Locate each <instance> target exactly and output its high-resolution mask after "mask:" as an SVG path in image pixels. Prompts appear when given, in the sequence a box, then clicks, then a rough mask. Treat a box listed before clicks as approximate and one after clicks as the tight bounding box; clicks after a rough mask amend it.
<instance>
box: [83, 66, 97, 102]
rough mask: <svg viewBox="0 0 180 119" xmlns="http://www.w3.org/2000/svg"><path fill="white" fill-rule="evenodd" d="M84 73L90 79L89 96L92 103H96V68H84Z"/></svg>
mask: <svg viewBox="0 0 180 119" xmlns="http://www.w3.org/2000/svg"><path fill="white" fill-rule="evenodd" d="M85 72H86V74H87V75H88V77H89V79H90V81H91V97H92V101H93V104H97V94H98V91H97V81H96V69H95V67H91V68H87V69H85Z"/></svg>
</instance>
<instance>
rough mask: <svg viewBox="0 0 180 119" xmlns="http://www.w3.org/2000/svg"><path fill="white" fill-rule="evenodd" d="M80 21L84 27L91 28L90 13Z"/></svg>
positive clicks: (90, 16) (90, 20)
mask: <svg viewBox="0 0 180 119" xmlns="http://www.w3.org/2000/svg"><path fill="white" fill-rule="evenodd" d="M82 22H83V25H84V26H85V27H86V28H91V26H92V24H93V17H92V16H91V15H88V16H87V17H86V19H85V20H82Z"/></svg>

TAREA ASIGNADA =
¿Puedes reproducir sin ningún cambio todas las líneas de los datos de arriba, de la primera a la última?

ÁREA DE RESPUESTA =
Locate each <instance> target exactly and output its high-resolution mask after "mask:" as an SVG path in image pixels. Prompts appear when given, in the sequence a box, then clicks, then a rough mask. Treat a box listed before clicks as approximate and one after clicks as the tight bounding box; clicks after a rough mask amend it.
<instance>
box: [83, 66, 97, 102]
rough mask: <svg viewBox="0 0 180 119" xmlns="http://www.w3.org/2000/svg"><path fill="white" fill-rule="evenodd" d="M84 73L90 79L89 96L92 103H96V68H84Z"/></svg>
mask: <svg viewBox="0 0 180 119" xmlns="http://www.w3.org/2000/svg"><path fill="white" fill-rule="evenodd" d="M85 72H86V74H87V75H88V77H89V79H90V81H91V97H92V101H93V104H97V94H98V91H97V81H96V69H95V67H91V68H87V69H85Z"/></svg>
</instance>
<instance>
rough mask: <svg viewBox="0 0 180 119" xmlns="http://www.w3.org/2000/svg"><path fill="white" fill-rule="evenodd" d="M80 21L84 27L91 28L90 13Z"/></svg>
positive clicks: (90, 16) (90, 20)
mask: <svg viewBox="0 0 180 119" xmlns="http://www.w3.org/2000/svg"><path fill="white" fill-rule="evenodd" d="M82 22H83V25H84V26H85V27H86V28H91V26H92V24H93V17H92V16H91V15H88V16H87V17H86V19H85V20H82Z"/></svg>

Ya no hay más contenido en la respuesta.